Exercise goal: Could you update the rows from the line containing "Point to the white icing" through the end of the rows, inclusive, by swapping "icing" for "frosting" and leaving everything else unchanged, then return only those lines?

Records shown:
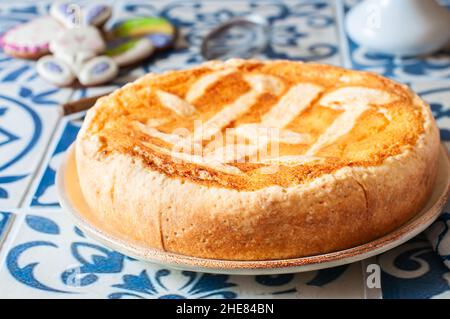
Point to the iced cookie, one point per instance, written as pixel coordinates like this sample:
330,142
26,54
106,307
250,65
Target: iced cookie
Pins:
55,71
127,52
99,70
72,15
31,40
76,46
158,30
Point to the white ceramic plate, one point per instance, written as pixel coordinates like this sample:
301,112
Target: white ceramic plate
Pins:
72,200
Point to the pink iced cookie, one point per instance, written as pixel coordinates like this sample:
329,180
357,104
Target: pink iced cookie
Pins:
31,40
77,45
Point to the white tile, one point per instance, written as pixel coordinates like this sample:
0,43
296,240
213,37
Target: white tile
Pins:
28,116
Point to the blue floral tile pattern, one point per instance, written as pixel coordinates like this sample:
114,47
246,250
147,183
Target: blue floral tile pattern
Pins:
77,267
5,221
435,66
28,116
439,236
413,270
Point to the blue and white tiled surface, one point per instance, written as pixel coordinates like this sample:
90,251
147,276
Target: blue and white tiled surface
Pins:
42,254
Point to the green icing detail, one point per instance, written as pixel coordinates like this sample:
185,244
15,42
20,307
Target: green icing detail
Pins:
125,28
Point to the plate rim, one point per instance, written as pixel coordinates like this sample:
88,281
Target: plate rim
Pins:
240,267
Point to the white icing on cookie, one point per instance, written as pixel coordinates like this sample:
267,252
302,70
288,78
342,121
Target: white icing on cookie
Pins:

Final result:
Point to the white frosting on cookie, one point per instance, written as pixel coordinates like this sample:
267,252
302,70
288,78
342,121
Target: white frosting on cookie
Pins:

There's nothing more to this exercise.